What you are asked to do: Carry none of the pictures over; write out the complete data exactly.

Records supplied:
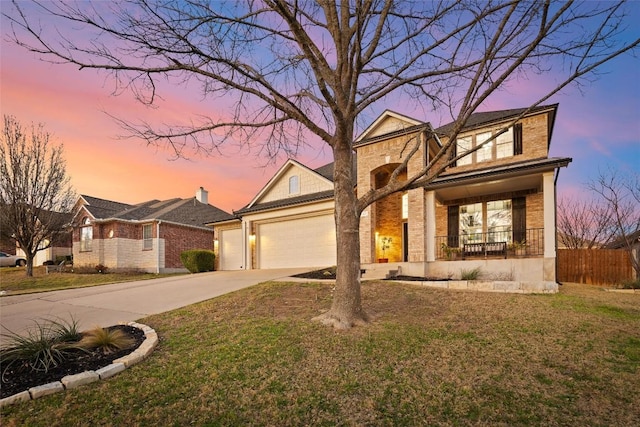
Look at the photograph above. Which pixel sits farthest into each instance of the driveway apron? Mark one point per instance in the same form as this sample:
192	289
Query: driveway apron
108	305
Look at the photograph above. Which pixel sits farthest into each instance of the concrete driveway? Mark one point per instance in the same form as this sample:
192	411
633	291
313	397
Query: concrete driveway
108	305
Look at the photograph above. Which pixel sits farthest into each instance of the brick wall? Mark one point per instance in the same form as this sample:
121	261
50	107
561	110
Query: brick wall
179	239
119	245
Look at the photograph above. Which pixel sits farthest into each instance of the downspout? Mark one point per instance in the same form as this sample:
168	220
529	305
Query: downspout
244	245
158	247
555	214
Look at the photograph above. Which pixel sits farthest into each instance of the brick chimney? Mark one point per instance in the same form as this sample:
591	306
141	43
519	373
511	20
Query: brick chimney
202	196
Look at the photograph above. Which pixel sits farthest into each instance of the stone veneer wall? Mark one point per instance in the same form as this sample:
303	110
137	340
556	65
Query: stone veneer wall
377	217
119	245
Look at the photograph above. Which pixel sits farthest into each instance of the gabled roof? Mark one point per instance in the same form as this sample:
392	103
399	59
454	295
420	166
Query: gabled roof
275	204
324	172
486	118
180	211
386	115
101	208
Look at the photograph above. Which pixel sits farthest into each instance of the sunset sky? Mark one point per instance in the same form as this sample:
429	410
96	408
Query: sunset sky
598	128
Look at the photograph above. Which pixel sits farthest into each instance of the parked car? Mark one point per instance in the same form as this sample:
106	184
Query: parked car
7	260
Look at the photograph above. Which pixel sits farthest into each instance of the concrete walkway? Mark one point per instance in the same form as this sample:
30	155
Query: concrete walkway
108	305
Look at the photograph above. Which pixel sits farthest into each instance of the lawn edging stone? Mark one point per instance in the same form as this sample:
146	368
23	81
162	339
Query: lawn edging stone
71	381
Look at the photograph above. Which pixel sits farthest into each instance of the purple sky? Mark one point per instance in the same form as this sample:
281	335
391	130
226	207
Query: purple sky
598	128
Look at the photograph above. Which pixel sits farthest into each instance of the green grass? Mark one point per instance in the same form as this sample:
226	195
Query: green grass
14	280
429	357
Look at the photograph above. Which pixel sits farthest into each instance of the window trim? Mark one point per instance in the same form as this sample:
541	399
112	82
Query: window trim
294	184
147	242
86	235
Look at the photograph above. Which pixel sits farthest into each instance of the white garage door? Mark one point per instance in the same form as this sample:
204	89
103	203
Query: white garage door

Response to the task:
Look at the photograph above. Which pixel sits farthest into each instance of the driveway apron? Mark one point per instance in the same form as this sample:
192	289
Query: driveway apron
108	305
Look at the photograph above. Which pixel sits farthest into each instance of the concrete driveway? Mark one point per instance in the same form as this sample:
192	411
633	291
313	397
Query: concrete driveway
108	305
Look at the photograph above. Which pixel sits farthest into each instance of the brick wall? Mark one point per instance in the same form as this sample:
121	261
50	107
561	110
Query: brick wall
179	239
119	245
Look at the photograph above. Which pixel sits farthest into each instance of the downspout? Mark one point per instance in the same form as this sample:
168	220
529	305
Query: downspout
244	245
158	247
555	214
Look at the photograph above. Which pixel sits farthest into each instance of the brick chimney? Mark one point per instance in the same form as this sample:
591	306
141	43
519	373
511	20
Query: brick chimney
202	196
Look at the photograph above. Which pixel sits farthest into each instance of the stone veneer wall? Mark one point per instance in the same form as this sample:
303	110
137	340
556	65
Query: stone veneer wall
377	217
119	245
Look at the photograph above. Which pixel sits farthest into each instance of the gabled roof? Mark one point per instance in the same form as this sample:
392	103
399	59
454	295
420	166
Query: gabled roof
275	204
324	172
486	118
180	211
386	115
101	208
Look at the photograph above. Which pixel sits farthest into each instance of the sunset sky? Mark one point per instance in the same form as this sample:
429	410
96	408
Query: sunset sky
598	128
Look at the photograph above. Which pixel sits farthest into each instance of the parked car? Mark one point per instance in the same form as this sample:
106	184
Query: parked car
7	260
Look at the photograph above. Which pixel sits farthest into each instance of the concrete walkway? Mark one point per instance in the same form as this sample:
30	155
Query: concrete walkway
108	305
Look at the photograph above. Which pixel sits farthest into each instance of the lawn edging stone? Mark one point per instance in the same form as this sample:
146	368
23	81
162	339
Query: lawn edging stone
71	381
Look at the photograph above. Which pixel sits farthest into each instance of the purple sky? Mark one point per instance in the same form as this sample:
281	335
391	130
226	207
Query: purple sky
598	128
Look at the photograph above. Which pixel sits farthest into each instance of the green grass? Mark one point per instance in the same form as this sample:
226	195
Query: green grass
14	280
429	357
Look at the photograph above. Which pixel sits farthest into each instance of the window trim? Mark one point per instance in the same form as this sample:
541	399
112	82
Query: window trim
294	184
147	242
86	235
Look at the photograph above. Which pixel sits farthest into each instance of the white garage door? Mark one point per instance in the same form as this sample:
204	89
103	203
Query: white garage door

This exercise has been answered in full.